Mamello Mimi Monethi

25/05/2023 08:29
Moviecut—Framed
author avatar

John

23/05/2023 05:27
Film noir was Janis Carter, Glenn Ford and Barry Sullivan in the midst of quite an interesting story. Miserable with his wife, played by Karen Morley, Sullivan, a bank Vice President, has an affair with Carter and the 2 plot the demise of a victim, similar in built to Sullivan so that they can abscond with lots of money. Glenn Ford, a miner, becomes their target, but fate intervenes and Carter falls for Lambert (Ford) instead so she bumps off Sullivan. Old prospector, Edgar Buchanan, gets blamed as he had threatened Sullivan when the latter turned down his request for a loan. The twists and turns makes this an interesting film. The only problem here is the rush act that the picture made to end after 1 hour and 24 minutes.

→ Problem set
[A] Using the review of Framed, mark each statement yes or no, and quote the words from the review that decide it: (i) Barry Sullivan's character works as a bank Vice President. (ii) Karen Morley plays the woman Sullivan has an affair with. (iii) Edgar Buchanan's character gets blamed because he robbed the bank.
[B] List every actor named in the review of Framed.

[Stored items]
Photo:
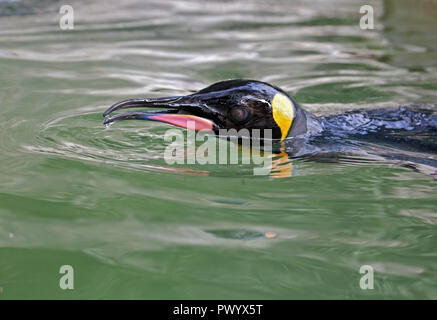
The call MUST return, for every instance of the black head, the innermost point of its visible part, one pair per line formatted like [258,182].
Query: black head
[231,104]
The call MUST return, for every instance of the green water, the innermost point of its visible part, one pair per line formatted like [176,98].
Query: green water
[104,201]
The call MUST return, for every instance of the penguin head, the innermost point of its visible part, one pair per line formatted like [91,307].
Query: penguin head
[232,104]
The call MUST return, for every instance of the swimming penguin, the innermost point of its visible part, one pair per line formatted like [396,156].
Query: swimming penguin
[250,104]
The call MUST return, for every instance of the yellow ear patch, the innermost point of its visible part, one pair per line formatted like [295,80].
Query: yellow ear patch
[283,113]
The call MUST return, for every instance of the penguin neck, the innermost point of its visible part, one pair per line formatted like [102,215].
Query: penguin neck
[304,123]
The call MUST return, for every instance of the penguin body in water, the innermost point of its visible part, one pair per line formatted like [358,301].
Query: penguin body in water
[250,104]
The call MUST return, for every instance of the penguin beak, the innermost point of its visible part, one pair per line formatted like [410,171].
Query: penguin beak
[180,111]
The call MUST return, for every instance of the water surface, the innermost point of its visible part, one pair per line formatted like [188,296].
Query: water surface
[104,201]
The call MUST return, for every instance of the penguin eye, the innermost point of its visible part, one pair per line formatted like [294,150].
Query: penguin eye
[239,114]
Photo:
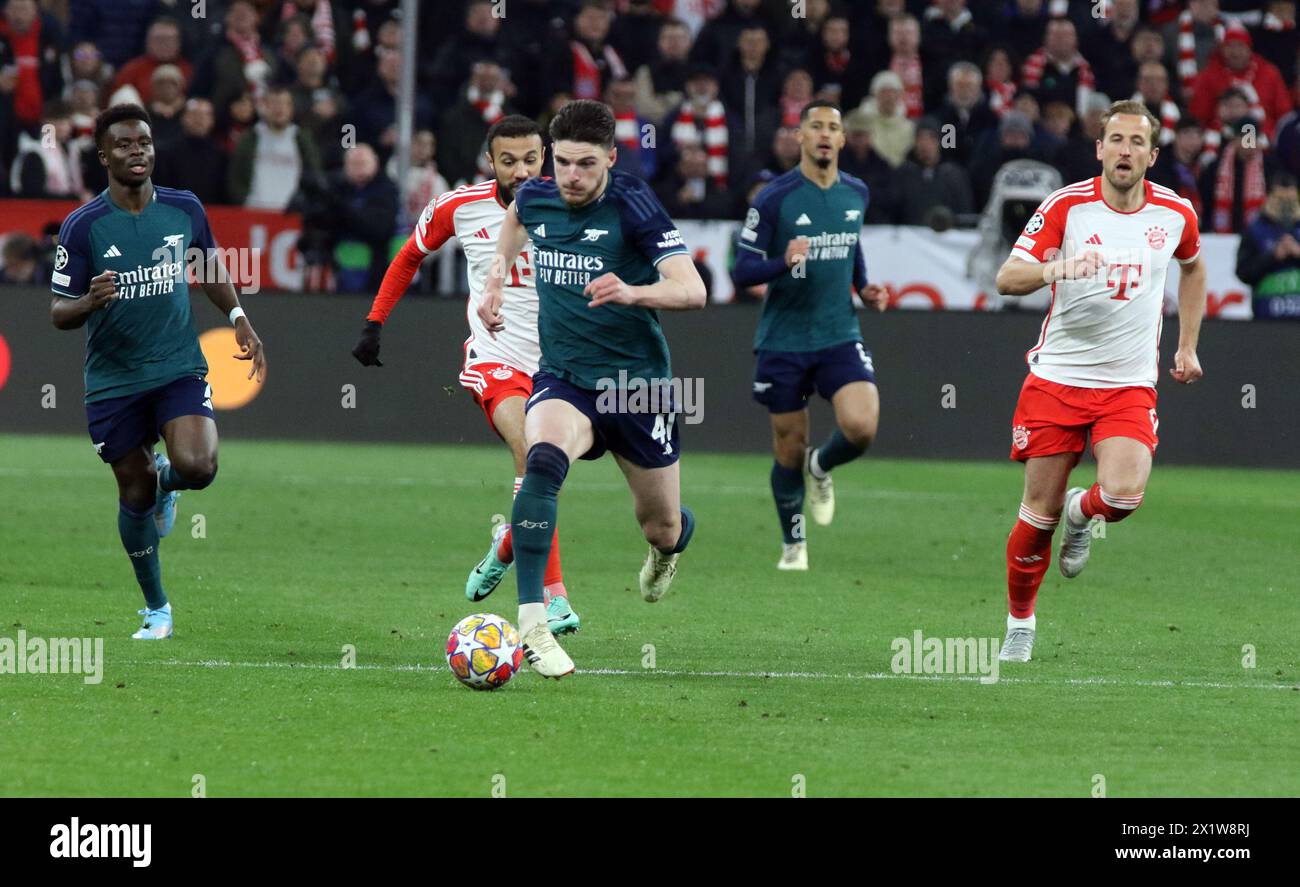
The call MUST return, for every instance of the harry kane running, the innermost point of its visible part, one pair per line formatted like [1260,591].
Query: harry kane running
[607,258]
[1104,247]
[120,271]
[498,371]
[801,238]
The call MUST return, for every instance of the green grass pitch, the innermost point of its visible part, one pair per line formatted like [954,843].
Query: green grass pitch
[762,680]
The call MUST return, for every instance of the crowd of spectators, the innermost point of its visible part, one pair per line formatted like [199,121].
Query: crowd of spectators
[281,104]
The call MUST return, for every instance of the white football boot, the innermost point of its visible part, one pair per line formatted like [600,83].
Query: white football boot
[794,556]
[657,574]
[1075,541]
[820,492]
[544,653]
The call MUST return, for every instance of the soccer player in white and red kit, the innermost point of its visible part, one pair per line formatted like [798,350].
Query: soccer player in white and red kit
[498,371]
[1104,247]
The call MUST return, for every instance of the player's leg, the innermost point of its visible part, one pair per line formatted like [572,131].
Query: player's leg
[666,523]
[1049,429]
[789,444]
[1028,548]
[191,453]
[1123,440]
[557,432]
[506,416]
[844,376]
[508,420]
[183,415]
[137,485]
[1123,466]
[783,381]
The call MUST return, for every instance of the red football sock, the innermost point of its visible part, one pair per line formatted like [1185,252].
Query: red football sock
[554,575]
[1110,507]
[1028,553]
[505,548]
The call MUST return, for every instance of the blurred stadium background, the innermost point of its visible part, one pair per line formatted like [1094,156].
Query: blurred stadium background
[316,132]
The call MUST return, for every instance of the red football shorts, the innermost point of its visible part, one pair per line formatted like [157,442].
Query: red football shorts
[493,383]
[1052,418]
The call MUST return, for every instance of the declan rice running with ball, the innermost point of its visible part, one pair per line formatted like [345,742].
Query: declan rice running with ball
[607,259]
[120,271]
[1104,246]
[801,238]
[498,370]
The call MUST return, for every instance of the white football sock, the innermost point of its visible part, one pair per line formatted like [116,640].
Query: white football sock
[1031,623]
[531,614]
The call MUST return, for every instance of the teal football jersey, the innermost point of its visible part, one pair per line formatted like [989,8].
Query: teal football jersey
[146,338]
[625,232]
[815,311]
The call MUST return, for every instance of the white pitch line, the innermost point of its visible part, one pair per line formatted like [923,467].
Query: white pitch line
[789,675]
[492,485]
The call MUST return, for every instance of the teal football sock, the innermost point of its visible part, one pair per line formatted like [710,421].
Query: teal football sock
[788,492]
[141,540]
[836,450]
[688,529]
[533,518]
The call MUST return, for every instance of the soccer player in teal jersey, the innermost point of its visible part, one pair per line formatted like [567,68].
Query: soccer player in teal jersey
[607,259]
[120,271]
[801,238]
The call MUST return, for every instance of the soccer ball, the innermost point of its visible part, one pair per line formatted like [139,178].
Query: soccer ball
[484,652]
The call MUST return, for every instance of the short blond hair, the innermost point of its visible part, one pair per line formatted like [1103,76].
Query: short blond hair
[1138,109]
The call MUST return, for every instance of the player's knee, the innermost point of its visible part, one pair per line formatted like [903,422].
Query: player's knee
[198,471]
[859,433]
[662,532]
[1119,500]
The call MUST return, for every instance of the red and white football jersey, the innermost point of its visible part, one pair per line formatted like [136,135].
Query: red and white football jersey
[475,216]
[1104,330]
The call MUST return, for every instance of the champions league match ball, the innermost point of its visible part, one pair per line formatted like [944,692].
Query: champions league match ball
[484,652]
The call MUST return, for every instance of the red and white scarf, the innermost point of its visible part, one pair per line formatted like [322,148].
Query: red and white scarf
[323,24]
[1253,190]
[586,73]
[1000,95]
[1214,137]
[1169,117]
[685,132]
[488,105]
[256,70]
[908,68]
[1187,48]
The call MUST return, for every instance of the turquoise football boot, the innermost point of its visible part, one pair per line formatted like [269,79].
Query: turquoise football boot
[560,617]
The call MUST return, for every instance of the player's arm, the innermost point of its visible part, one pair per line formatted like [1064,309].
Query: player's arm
[1191,310]
[872,294]
[1040,256]
[1021,277]
[677,289]
[221,291]
[69,312]
[508,246]
[430,232]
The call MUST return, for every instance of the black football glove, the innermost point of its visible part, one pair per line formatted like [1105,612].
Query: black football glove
[367,350]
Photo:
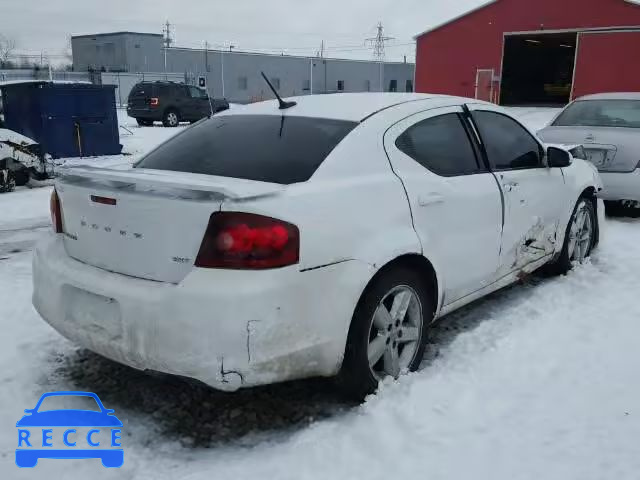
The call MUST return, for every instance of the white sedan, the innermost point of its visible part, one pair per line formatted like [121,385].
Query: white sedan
[319,239]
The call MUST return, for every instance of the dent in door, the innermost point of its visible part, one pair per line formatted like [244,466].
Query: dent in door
[539,241]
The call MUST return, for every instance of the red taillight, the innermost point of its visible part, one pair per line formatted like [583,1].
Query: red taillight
[56,212]
[248,241]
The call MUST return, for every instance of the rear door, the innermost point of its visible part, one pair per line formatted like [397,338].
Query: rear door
[178,97]
[200,102]
[534,195]
[455,201]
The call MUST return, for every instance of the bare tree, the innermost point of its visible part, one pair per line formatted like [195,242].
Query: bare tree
[7,46]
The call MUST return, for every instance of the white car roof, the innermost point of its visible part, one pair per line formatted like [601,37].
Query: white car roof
[341,106]
[612,96]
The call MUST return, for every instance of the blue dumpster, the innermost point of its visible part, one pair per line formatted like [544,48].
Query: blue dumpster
[67,119]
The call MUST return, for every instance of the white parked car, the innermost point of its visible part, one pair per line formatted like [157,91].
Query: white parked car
[265,245]
[608,126]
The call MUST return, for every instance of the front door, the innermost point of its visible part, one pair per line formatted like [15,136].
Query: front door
[532,193]
[455,201]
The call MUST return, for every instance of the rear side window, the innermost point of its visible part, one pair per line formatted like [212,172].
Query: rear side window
[601,113]
[509,145]
[441,145]
[266,148]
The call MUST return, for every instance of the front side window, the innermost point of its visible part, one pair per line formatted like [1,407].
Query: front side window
[441,145]
[601,113]
[509,145]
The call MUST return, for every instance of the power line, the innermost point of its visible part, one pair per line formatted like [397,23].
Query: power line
[378,50]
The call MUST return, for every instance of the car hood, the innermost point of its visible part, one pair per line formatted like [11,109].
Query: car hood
[69,418]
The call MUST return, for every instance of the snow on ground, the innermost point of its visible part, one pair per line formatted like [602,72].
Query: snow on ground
[537,381]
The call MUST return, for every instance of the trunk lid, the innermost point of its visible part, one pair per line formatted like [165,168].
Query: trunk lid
[143,223]
[610,149]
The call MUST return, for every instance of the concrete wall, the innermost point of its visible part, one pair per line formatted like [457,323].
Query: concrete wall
[116,52]
[131,52]
[243,82]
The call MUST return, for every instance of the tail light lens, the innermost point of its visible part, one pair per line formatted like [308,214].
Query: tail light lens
[56,212]
[245,241]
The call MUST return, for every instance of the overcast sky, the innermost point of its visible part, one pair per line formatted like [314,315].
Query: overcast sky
[292,26]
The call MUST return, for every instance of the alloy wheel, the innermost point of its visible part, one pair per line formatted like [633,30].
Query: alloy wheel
[395,332]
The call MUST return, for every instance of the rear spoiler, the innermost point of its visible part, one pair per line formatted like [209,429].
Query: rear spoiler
[167,182]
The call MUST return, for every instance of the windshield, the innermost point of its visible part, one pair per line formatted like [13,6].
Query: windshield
[266,148]
[67,402]
[601,113]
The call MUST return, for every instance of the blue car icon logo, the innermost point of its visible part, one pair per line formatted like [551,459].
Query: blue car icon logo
[61,433]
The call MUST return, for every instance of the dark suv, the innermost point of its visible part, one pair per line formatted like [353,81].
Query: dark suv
[170,103]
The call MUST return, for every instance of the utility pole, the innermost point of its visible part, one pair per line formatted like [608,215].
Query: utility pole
[231,47]
[206,56]
[378,50]
[167,43]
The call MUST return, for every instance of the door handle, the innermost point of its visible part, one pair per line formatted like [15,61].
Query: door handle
[509,186]
[430,199]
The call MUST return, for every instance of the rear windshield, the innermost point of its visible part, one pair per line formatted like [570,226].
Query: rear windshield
[141,89]
[266,148]
[601,113]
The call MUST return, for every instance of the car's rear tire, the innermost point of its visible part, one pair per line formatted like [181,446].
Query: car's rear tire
[580,237]
[171,118]
[389,331]
[143,122]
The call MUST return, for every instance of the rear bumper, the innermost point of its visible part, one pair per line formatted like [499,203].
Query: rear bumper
[228,329]
[621,186]
[144,113]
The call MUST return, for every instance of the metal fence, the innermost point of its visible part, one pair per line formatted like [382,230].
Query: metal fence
[124,82]
[43,74]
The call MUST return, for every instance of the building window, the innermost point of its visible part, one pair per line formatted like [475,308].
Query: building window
[409,86]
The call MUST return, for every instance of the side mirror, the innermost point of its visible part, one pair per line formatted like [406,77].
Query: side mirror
[558,158]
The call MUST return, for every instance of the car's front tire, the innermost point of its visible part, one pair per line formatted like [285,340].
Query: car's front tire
[580,237]
[389,331]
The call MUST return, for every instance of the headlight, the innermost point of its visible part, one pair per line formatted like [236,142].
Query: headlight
[578,152]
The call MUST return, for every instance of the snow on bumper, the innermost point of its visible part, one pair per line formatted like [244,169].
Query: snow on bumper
[621,186]
[229,329]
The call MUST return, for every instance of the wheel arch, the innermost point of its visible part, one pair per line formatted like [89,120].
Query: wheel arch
[418,263]
[590,193]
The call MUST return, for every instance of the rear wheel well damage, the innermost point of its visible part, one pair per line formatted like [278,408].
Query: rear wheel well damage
[415,262]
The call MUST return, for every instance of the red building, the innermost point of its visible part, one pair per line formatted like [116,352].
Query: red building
[518,52]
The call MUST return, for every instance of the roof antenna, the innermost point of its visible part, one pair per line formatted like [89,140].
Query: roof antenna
[283,105]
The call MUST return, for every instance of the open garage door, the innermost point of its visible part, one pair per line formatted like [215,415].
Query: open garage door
[537,69]
[607,62]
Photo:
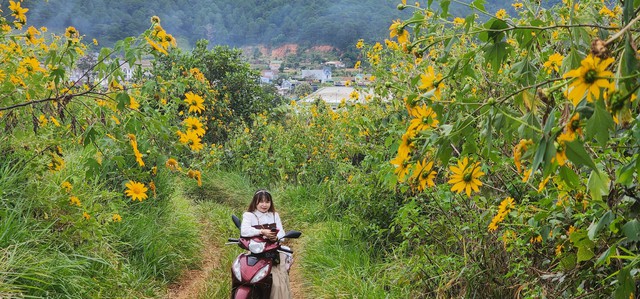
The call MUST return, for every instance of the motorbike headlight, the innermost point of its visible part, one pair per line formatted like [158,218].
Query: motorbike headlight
[235,268]
[256,247]
[261,274]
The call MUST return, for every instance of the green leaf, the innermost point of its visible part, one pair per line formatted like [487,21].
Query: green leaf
[444,152]
[631,230]
[93,168]
[540,153]
[626,284]
[605,257]
[577,154]
[598,185]
[569,176]
[624,174]
[90,136]
[444,4]
[496,54]
[450,42]
[568,261]
[494,31]
[604,221]
[599,124]
[525,72]
[479,5]
[123,100]
[584,245]
[628,65]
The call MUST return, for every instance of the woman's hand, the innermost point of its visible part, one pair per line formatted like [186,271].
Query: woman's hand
[272,236]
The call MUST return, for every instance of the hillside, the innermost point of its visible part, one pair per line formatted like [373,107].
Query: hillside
[236,23]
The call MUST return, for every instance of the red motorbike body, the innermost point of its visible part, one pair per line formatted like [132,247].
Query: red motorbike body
[254,268]
[251,271]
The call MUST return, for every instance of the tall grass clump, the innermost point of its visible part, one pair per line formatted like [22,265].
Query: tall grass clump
[339,264]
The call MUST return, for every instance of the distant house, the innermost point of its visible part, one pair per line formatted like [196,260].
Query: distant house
[334,95]
[317,75]
[287,87]
[267,76]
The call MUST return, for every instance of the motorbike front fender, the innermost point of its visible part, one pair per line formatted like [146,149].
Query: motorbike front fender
[242,292]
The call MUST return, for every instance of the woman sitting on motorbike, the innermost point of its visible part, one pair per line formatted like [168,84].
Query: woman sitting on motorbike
[262,219]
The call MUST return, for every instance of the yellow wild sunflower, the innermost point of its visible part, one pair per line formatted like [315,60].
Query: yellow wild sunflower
[554,63]
[136,190]
[172,164]
[465,177]
[194,124]
[589,77]
[195,102]
[503,210]
[116,217]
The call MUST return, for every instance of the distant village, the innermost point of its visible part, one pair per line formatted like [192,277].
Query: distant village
[303,85]
[322,82]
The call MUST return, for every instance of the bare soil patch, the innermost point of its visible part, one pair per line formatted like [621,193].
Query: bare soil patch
[192,282]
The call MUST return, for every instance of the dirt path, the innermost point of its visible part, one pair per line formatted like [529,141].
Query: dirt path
[192,282]
[295,274]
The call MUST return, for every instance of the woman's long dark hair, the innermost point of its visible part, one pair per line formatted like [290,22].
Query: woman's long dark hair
[261,195]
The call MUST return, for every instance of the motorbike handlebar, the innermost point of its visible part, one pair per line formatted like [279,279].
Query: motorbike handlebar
[285,250]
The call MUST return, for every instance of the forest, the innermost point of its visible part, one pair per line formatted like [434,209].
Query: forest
[234,23]
[492,154]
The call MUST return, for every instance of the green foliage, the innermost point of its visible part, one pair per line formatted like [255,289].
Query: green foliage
[232,89]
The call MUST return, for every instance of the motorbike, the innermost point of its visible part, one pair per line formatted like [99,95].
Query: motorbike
[251,271]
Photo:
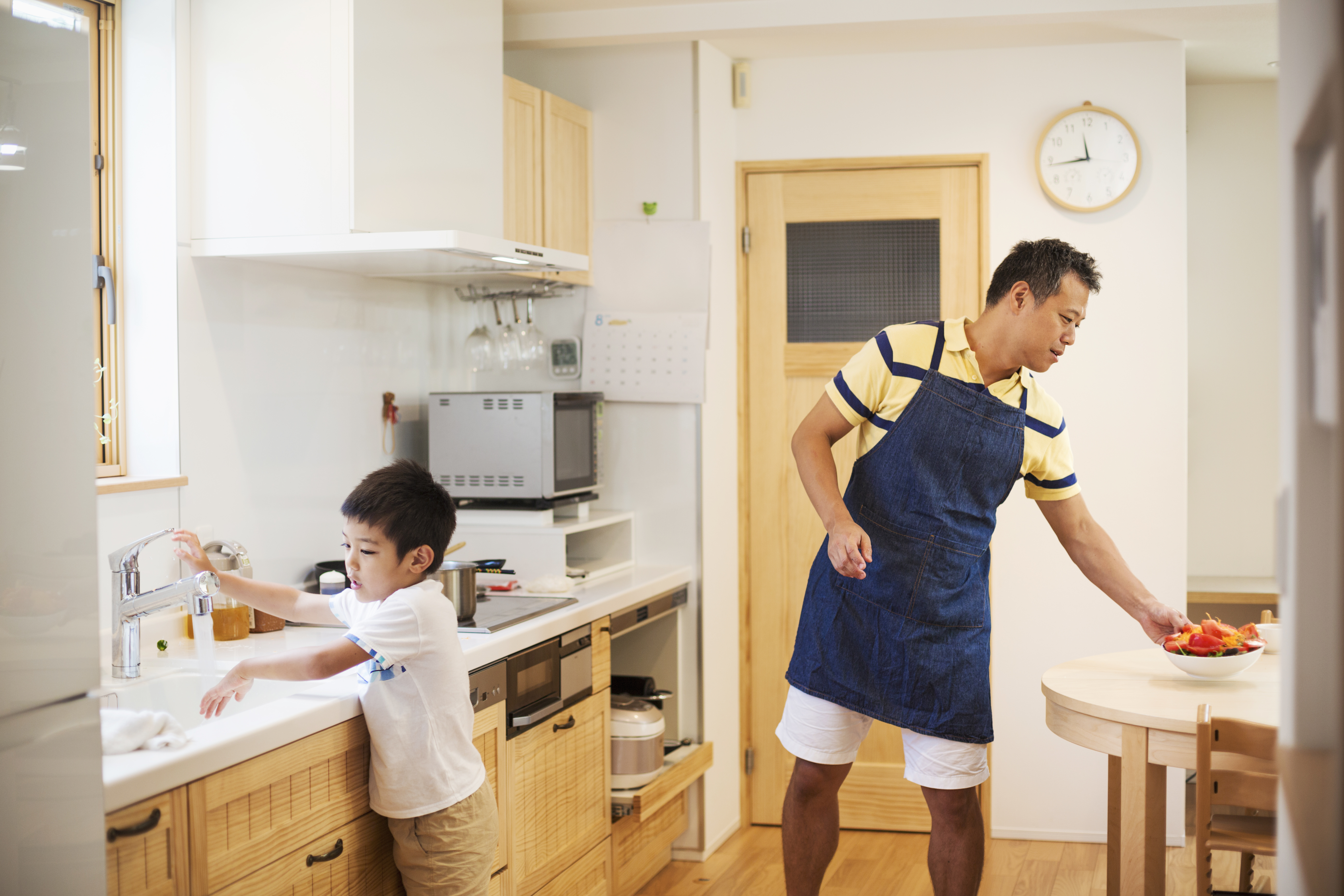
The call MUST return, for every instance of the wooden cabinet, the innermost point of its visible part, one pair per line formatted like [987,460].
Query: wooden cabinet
[248,816]
[589,876]
[488,737]
[148,849]
[560,792]
[601,653]
[355,859]
[548,172]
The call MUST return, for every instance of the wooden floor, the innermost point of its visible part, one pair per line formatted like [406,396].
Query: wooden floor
[886,863]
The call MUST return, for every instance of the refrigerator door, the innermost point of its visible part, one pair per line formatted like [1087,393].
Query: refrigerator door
[49,596]
[52,837]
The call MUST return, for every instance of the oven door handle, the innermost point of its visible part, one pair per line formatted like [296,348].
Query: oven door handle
[538,714]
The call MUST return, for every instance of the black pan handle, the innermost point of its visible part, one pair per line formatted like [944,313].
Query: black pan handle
[148,824]
[327,858]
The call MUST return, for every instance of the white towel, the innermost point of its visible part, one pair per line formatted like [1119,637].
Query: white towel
[128,730]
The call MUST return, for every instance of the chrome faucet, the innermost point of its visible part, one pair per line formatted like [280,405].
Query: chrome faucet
[128,604]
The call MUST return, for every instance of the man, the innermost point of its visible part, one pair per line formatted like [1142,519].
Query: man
[896,621]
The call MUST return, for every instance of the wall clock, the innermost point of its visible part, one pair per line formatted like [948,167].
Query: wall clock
[1088,159]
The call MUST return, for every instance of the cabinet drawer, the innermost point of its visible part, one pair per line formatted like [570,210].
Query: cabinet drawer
[488,738]
[148,852]
[560,792]
[589,876]
[355,859]
[250,815]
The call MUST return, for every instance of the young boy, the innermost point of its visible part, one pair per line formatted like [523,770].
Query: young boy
[427,778]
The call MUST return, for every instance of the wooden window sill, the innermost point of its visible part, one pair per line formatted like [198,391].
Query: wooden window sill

→ Solutions per task
[A]
(i) Yes: "Sullivan, a bank Vice President"
(ii) No: "Miserable with his wife, played by Karen Morley"
(iii) No: "he had threatened Sullivan when the latter turned down his request for a loan"

[B] Janis Carter, Glenn Ford, Barry Sullivan, Karen Morley, Edgar Buchanan